**What this task involves**
Take the line that contains "Exercise. Point to every instance of the orange" and all lines after it, up to and including the last line of the data, and write them out exactly; nothing else belongs in the answer.

**Records supplied**
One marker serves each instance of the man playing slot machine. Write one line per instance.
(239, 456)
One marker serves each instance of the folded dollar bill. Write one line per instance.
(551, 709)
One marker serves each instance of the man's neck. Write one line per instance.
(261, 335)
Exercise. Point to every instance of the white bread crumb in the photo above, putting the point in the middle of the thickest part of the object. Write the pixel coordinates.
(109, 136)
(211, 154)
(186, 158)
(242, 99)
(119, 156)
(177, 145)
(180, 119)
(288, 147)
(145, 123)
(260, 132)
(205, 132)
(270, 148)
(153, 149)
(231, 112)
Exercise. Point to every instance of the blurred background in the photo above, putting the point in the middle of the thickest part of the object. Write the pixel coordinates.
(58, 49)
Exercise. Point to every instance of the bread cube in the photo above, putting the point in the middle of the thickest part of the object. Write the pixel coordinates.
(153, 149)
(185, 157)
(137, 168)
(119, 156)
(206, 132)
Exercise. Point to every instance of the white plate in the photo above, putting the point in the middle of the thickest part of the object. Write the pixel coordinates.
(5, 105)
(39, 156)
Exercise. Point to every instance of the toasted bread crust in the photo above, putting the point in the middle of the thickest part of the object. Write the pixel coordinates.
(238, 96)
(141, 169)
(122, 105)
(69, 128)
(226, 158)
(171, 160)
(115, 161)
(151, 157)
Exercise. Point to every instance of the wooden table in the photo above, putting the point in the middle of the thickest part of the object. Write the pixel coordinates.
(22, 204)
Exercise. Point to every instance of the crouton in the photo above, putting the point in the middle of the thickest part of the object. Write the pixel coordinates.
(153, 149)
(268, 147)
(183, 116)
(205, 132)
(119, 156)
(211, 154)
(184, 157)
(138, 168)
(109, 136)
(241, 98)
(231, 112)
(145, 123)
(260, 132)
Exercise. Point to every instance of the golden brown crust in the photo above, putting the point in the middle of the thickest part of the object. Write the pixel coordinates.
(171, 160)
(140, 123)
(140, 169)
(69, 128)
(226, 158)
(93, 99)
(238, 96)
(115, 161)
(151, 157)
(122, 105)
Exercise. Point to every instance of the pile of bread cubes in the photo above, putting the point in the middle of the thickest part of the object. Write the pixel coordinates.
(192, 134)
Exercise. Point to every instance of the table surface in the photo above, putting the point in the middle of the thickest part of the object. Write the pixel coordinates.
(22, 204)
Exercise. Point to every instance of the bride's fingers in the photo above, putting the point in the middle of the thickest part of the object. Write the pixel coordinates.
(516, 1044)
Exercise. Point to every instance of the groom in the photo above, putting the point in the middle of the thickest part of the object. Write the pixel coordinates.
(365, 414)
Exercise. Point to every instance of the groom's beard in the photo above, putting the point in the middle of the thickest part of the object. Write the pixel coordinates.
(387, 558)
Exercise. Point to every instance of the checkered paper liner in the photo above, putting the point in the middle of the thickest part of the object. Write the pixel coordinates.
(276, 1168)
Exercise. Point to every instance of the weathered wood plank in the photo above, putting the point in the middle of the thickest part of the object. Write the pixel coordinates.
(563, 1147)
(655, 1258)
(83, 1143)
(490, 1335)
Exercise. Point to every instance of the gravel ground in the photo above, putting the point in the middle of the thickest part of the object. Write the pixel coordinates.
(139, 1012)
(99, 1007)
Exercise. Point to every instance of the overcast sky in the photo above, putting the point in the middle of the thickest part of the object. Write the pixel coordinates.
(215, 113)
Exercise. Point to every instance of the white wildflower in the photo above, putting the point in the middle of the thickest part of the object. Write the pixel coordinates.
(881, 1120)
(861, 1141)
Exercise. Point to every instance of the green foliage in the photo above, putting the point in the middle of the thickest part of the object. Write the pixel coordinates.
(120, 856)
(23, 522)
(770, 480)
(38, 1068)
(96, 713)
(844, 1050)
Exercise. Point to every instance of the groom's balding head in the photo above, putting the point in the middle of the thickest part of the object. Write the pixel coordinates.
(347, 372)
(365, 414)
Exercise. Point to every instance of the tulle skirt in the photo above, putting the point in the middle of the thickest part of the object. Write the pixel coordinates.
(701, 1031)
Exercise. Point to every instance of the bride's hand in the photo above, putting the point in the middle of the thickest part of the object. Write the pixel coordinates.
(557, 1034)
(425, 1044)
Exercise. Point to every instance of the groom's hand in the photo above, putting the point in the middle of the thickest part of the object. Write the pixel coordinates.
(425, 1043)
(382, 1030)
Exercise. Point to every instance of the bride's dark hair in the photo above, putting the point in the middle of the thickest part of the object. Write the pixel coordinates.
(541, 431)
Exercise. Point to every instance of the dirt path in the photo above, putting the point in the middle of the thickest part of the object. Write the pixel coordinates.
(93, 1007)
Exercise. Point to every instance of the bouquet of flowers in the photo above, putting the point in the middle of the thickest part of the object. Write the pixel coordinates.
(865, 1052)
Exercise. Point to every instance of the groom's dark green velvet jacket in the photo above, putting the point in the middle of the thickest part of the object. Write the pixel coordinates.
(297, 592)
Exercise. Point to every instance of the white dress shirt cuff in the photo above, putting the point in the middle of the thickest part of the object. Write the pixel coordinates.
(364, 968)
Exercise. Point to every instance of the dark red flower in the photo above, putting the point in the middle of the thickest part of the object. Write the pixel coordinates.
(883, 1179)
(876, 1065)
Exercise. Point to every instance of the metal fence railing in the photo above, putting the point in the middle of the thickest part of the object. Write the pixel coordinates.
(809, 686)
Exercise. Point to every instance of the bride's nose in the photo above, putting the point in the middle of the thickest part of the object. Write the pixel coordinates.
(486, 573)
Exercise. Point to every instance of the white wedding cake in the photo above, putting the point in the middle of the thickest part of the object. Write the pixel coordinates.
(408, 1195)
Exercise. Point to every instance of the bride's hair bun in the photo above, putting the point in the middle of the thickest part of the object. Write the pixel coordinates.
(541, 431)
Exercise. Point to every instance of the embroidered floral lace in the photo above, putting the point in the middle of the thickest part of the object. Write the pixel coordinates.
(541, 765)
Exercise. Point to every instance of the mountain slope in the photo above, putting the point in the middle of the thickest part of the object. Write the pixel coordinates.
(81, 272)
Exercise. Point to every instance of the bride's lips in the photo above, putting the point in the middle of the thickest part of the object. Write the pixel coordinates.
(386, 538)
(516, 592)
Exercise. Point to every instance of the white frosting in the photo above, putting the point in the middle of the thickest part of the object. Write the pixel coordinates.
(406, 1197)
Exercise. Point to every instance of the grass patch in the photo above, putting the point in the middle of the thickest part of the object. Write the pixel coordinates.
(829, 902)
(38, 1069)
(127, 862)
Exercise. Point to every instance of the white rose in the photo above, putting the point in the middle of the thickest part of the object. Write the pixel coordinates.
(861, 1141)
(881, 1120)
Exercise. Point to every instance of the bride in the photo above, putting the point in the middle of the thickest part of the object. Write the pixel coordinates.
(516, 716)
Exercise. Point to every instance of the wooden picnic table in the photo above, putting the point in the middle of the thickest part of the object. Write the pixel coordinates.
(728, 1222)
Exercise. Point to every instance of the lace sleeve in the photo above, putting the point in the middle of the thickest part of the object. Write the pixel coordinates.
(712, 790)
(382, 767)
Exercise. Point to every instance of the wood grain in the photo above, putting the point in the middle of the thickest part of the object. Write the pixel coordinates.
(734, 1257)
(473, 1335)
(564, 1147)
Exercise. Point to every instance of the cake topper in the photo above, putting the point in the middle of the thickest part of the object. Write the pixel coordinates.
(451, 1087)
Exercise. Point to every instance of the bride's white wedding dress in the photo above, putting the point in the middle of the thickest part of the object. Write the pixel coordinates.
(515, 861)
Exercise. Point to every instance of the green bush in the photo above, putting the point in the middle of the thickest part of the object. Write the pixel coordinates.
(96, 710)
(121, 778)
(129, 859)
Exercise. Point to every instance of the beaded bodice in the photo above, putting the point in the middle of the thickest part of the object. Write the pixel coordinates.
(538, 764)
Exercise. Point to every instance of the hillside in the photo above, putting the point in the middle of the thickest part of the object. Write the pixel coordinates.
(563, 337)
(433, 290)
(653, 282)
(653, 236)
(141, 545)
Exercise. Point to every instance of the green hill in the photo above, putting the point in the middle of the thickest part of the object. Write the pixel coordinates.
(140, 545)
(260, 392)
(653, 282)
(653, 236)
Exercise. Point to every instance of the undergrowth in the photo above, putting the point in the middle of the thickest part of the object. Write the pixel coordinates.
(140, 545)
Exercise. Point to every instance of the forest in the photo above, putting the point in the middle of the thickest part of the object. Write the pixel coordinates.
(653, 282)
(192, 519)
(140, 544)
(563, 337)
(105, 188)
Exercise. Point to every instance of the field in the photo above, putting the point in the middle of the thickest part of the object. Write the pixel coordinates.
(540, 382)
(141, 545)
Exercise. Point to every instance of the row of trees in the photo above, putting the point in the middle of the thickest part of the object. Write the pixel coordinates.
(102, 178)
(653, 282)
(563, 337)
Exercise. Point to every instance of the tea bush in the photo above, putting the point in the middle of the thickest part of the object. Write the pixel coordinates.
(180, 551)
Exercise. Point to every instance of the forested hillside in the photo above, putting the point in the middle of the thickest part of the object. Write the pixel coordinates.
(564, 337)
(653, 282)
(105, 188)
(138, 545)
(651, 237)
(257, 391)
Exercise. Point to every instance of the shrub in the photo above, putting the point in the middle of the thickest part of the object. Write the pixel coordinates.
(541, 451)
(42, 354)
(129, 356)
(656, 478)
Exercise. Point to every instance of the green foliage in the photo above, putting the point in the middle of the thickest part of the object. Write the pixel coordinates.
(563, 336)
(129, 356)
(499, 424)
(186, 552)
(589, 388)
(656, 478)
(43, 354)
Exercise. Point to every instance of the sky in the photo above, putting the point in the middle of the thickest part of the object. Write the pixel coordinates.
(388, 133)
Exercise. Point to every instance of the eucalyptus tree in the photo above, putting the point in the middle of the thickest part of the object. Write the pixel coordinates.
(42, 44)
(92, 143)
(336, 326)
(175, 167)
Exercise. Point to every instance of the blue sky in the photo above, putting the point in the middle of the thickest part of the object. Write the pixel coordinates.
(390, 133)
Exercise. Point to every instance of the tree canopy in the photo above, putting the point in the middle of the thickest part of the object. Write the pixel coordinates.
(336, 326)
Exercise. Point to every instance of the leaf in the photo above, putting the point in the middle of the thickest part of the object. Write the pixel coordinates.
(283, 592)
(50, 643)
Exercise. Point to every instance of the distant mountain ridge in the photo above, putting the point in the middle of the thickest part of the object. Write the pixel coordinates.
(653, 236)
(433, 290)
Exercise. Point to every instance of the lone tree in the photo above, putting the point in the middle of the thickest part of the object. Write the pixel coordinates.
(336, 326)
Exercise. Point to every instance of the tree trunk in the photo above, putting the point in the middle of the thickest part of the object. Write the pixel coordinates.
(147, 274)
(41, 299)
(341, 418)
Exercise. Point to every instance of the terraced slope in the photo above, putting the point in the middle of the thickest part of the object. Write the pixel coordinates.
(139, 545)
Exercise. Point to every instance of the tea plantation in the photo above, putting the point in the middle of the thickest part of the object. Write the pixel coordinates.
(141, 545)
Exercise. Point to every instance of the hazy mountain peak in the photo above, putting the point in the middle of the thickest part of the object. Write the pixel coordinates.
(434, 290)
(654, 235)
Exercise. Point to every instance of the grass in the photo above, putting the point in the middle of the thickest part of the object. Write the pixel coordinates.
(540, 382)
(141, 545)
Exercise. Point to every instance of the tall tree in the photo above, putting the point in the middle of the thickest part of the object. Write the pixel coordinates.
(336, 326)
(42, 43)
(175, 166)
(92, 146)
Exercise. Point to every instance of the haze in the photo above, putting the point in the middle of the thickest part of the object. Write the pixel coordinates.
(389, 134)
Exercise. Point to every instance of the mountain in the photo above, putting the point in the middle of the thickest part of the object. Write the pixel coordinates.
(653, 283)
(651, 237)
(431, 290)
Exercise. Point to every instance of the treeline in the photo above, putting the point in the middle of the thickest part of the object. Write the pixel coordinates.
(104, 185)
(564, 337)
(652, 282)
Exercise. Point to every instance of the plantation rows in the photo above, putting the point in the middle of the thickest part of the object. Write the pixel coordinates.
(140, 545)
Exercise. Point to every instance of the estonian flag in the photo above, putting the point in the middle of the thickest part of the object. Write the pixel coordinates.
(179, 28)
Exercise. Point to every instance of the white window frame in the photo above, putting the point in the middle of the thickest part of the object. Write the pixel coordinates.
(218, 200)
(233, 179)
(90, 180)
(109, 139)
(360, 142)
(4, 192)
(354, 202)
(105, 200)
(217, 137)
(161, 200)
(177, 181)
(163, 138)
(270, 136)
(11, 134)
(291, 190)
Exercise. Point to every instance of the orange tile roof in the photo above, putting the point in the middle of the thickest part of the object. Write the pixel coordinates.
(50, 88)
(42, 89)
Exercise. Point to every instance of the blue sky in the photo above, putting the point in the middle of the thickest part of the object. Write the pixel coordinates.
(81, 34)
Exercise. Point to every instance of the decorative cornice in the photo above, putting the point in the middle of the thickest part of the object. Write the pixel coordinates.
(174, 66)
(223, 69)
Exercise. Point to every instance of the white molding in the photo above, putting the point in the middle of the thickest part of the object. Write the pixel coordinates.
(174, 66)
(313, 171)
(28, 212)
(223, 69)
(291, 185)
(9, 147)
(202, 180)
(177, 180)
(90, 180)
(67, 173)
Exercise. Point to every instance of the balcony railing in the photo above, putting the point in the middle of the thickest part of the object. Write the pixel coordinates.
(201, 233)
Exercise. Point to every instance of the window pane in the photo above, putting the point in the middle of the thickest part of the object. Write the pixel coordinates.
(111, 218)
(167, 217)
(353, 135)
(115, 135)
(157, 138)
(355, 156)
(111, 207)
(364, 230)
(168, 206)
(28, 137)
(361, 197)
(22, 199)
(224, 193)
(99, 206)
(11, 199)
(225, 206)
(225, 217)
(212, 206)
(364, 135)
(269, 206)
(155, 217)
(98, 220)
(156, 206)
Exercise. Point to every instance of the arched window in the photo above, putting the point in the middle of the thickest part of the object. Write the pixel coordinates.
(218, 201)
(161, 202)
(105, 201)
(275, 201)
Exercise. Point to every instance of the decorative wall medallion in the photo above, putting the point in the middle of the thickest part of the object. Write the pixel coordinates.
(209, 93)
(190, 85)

**Worked answer**
Exercise. Point to every instance of the orange tile roof in the photo above, putting the point in the middle of the thickest part of the object. Write the pixel coordinates.
(50, 88)
(42, 89)
Exercise. Point to every instance of the blue sky in the photo above, putting the point in the middle of the thickest part of the object. Write the pixel coordinates.
(81, 34)
Exercise. Point to every instance of the decorative cornice in the photo above, putting the point in the middle of the thickest part of the object. Write the pixel coordinates.
(174, 66)
(223, 69)
Exercise. Point to every instance of the white molding in the photo above, putting the point in the middle of the thickest part of the object. Write the pixel coordinates.
(174, 66)
(313, 171)
(28, 212)
(223, 69)
(291, 185)
(9, 147)
(202, 180)
(177, 180)
(90, 180)
(67, 173)
Exercise. Point to every instance of the balcony railing in the photo above, putting the point in the middle of the thickest part of the object. Write the pixel coordinates.
(201, 233)
Exercise. Point to every instance of the window pane in the photo above, putting the point in the middle of the thickest part of the object. Write the pixel coordinates.
(111, 218)
(167, 217)
(353, 135)
(115, 135)
(157, 138)
(355, 156)
(111, 207)
(364, 230)
(168, 206)
(28, 137)
(361, 197)
(22, 199)
(224, 193)
(99, 206)
(11, 199)
(225, 206)
(225, 217)
(212, 206)
(364, 135)
(269, 206)
(155, 217)
(98, 220)
(156, 206)
Exercise. Point to every instance of the arched window in the photo above, putting the point in the middle of the thickest part of the object. Write the pixel coordinates.
(218, 201)
(161, 202)
(105, 201)
(275, 201)
Exercise. Point to every instance of the decorative wall medallion in the photo above, putting the point in the middle of the thickest part of the object. Write the pixel coordinates.
(209, 93)
(190, 85)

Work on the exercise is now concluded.